Restate every record exactly, with nothing skipped.
--- INPUT MATERIAL ---
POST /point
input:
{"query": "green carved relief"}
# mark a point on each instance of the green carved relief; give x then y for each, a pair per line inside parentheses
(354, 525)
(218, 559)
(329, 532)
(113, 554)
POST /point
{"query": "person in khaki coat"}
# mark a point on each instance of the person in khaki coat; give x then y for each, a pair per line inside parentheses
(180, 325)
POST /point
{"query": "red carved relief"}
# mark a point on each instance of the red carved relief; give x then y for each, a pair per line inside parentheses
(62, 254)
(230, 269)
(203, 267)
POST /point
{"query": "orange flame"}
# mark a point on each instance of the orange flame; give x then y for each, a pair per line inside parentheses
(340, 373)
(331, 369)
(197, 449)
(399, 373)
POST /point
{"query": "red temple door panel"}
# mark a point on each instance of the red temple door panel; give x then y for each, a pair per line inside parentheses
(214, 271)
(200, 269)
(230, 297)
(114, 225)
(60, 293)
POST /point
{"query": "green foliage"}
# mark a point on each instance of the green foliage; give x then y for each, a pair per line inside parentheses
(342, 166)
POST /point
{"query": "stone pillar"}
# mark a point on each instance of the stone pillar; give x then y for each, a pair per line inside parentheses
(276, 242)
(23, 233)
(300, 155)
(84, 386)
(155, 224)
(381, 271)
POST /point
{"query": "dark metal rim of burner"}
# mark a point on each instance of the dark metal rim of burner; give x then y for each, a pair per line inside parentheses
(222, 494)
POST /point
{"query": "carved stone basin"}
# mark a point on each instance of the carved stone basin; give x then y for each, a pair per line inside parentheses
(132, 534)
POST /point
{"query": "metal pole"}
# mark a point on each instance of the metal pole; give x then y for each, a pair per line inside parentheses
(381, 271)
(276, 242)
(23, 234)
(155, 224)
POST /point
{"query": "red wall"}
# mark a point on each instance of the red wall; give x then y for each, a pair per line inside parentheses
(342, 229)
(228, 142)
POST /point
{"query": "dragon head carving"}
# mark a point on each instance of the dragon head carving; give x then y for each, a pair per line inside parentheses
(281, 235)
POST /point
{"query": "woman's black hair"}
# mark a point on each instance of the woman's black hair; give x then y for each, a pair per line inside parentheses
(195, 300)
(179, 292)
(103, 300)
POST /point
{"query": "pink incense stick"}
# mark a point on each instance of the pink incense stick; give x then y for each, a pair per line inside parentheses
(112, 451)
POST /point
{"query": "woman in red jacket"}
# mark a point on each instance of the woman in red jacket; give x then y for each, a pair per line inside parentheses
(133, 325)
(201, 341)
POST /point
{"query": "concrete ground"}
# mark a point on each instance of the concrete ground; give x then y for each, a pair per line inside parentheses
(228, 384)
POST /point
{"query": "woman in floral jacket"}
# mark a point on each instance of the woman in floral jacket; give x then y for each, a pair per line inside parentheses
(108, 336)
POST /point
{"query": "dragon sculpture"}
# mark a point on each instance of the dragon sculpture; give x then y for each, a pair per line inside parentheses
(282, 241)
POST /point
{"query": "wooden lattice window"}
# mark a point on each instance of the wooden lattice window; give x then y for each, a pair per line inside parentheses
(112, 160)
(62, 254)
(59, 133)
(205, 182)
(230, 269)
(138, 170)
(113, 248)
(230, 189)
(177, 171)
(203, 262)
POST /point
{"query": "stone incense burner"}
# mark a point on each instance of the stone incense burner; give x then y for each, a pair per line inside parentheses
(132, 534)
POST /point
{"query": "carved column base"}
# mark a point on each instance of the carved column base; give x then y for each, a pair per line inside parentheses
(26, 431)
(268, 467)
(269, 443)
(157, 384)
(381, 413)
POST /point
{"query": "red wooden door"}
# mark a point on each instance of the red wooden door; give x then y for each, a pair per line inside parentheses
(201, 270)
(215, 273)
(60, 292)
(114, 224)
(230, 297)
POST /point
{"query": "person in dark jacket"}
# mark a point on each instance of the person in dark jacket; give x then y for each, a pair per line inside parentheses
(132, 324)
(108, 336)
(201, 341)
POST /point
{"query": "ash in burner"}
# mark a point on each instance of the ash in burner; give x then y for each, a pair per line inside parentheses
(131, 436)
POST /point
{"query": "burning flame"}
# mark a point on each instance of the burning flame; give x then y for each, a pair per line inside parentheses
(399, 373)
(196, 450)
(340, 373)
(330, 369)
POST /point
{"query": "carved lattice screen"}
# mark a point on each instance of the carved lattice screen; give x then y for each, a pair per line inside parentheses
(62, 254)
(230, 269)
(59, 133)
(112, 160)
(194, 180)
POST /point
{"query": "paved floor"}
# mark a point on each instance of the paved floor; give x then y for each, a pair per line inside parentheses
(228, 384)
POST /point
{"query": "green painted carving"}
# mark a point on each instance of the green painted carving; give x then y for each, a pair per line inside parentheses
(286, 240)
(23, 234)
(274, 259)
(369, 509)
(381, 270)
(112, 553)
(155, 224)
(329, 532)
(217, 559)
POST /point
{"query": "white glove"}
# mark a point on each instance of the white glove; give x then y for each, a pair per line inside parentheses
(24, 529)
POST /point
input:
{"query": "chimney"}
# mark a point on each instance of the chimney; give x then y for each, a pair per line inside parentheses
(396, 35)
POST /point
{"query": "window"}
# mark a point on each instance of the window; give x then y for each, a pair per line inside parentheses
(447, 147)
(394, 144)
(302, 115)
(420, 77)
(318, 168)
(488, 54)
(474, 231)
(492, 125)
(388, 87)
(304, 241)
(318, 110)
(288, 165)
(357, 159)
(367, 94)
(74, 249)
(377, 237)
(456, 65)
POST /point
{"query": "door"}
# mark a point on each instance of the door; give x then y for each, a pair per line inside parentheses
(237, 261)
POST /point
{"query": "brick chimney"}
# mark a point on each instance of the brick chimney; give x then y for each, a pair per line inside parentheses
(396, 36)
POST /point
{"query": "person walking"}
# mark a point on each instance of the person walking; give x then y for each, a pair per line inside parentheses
---
SOLUTION TO THIS TASK
POST /point
input:
{"query": "green carved relief"}
# mark a point on each instance of the green carved relief; give x then y for each, a pair per line inside parentheses
(354, 525)
(218, 559)
(329, 532)
(113, 554)
POST /point
{"query": "person in khaki coat"}
# mark a point on each instance of the person in khaki coat; give x then y for each, a pair per line inside parentheses
(180, 325)
POST /point
{"query": "red carved relief"}
# mark a point on each instance of the red carved relief; give x then y for each, a pair per line inside parentheses
(62, 254)
(230, 269)
(203, 267)
POST /point
{"query": "orange flame"}
# mark a point on each instance of the orange flame; give x then y for each, a pair per line inside parentheses
(340, 373)
(331, 369)
(197, 449)
(399, 373)
POST /point
{"query": "red temple door panel"}
# mark a point on each instance of the red temple door panel; give x then y for each, a pair per line inside parentheses
(214, 271)
(200, 269)
(230, 297)
(114, 225)
(60, 293)
POST /point
{"query": "green foliage"}
# mark a point on each instance of the green foliage; give x then y for each, a pair per line inside parentheses
(342, 166)
POST /point
{"query": "stone pillar"}
# mark a point on each instance of the stone pillar; give x then y for each, a pair per line inside parentheses
(276, 242)
(23, 233)
(300, 155)
(84, 386)
(155, 224)
(381, 271)
POST /point
{"query": "dark metal rim of burner"}
# mark a point on each instance of the dark metal rim of burner; give x then y for each, a pair per line inside parentheses
(222, 494)
POST /point
{"query": "carved stone basin"}
# mark a point on each instance of the carved stone basin; give x then y for each, a pair per line inside parentheses
(132, 534)
POST /point
{"query": "metal pole"}
# mark a point on each instance of the metal pole; give x then y for each, a pair per line inside parentheses
(381, 271)
(276, 242)
(23, 234)
(155, 224)
POST /point
{"query": "red wall"}
# mark a point on each instance of the red wall; give x then y for each, a pair per line inside parentheses
(342, 229)
(228, 142)
POST /point
{"query": "dragon head carving"}
# mark a point on each instance of the dragon head carving; give x then y for each, a pair per line inside parentheses
(281, 235)
POST /point
{"query": "woman's black hair"}
# mark a point on each instance of the woman's black hair; give x then y for each, a pair per line inside parentheses
(195, 300)
(179, 292)
(103, 300)
POST /point
{"query": "pink incense stick"}
# mark a point on each instance of the pink incense stick; give x then y for each, a pair per line inside parentheses
(112, 451)
POST /point
{"query": "woman in red jacket"}
# mark a point on each instance of the woman in red jacket; give x then y for each, a pair per line inside parentheses
(133, 325)
(201, 341)
POST /point
{"query": "concrete ground"}
# mark a point on each instance of the concrete ground; give x then y for each, a pair per line inside parentheses
(228, 384)
POST /point
{"query": "woman in floral jacket"}
# mark a point on each instance of the woman in floral jacket; give x then y for each, a pair per line inside parentheses
(108, 336)
POST /point
{"query": "dragon sculpture"}
# mark a point on each instance of the dragon sculpture; give x then y for each, a pair per line inside parentheses
(282, 241)
POST /point
{"query": "wooden lattice window"}
# mark a point on each instance of the wooden lattice window; give x then y for each, a pair per line inside parentheses
(112, 160)
(62, 254)
(59, 133)
(205, 182)
(230, 269)
(138, 170)
(113, 248)
(230, 189)
(177, 171)
(203, 262)
POST /point
{"query": "stone incense burner"}
# mark a point on each instance of the stone incense burner; give x then y for each, a pair per line inside parentheses
(132, 534)
POST /point
{"query": "carved column base"}
# mark a point on each instance of the carved column base; give x then y for each, a pair per line inside parentheses
(26, 431)
(268, 467)
(269, 443)
(157, 384)
(381, 413)
POST /point
{"query": "red wooden door"}
# mark a point on each instance of the red wooden door; give x then y for each, a pair per line inside parentheses
(201, 270)
(215, 273)
(60, 292)
(114, 224)
(230, 297)
POST /point
{"query": "person in dark jacket"}
# mark a point on each instance of the person in dark jacket; give x then y for each, a pair per line inside parentheses
(132, 324)
(108, 336)
(201, 341)
POST /point
{"query": "ash in burner"}
# mark a point on each instance of the ash in burner; give x then y for each, a pair per line inside parentheses
(131, 436)
POST /point
{"query": "burning flame"}
# mark a point on each instance of the burning flame; give x then y for each, a pair per line inside parentheses
(399, 373)
(196, 450)
(340, 373)
(330, 369)
POST /point
{"query": "carved lattice screen"}
# mark a point on each instance of the carved lattice screen; give x then y for each, a pair per line inside parentheses
(62, 254)
(230, 269)
(59, 133)
(112, 160)
(194, 180)
POST /point
{"query": "paved floor"}
# mark a point on each instance of the paved floor; give x then y for each, a pair per line inside parentheses
(228, 384)
POST /point
{"query": "green painted carving"}
# mark a point on each instance of the green painted carving; give x then y for each, a pair per line inside parentheses
(286, 240)
(23, 234)
(274, 259)
(369, 509)
(381, 270)
(112, 553)
(155, 224)
(329, 532)
(217, 559)
POST /point
{"query": "white glove"}
# mark a point on each instance of the white glove; give x then y for each, a pair per line inside parentheses
(24, 529)
POST /point
input:
{"query": "chimney"}
# mark a point on each instance of the chimney; give x then y for each, a pair per line inside parentheses
(396, 35)
POST /point
{"query": "window"}
# mark a point on each instance of the window; give x then y for each, a pair per line inside parentheses
(447, 147)
(394, 144)
(302, 115)
(420, 77)
(318, 168)
(488, 54)
(474, 231)
(492, 125)
(388, 87)
(304, 241)
(318, 110)
(288, 165)
(357, 159)
(367, 94)
(74, 249)
(377, 237)
(456, 65)
POST /point
{"query": "door"}
# mark a point on each instance of the door; give x then y for each, a pair per line inside parentheses
(237, 261)
POST /point
{"query": "brick chimney"}
# mark a point on each instance of the brick chimney; give x then y for each, a pair per line inside parentheses
(396, 36)
POST /point
{"query": "person walking"}
# mark a point on each instance of the person walking; give x then y for each, a pair per line inside parentheses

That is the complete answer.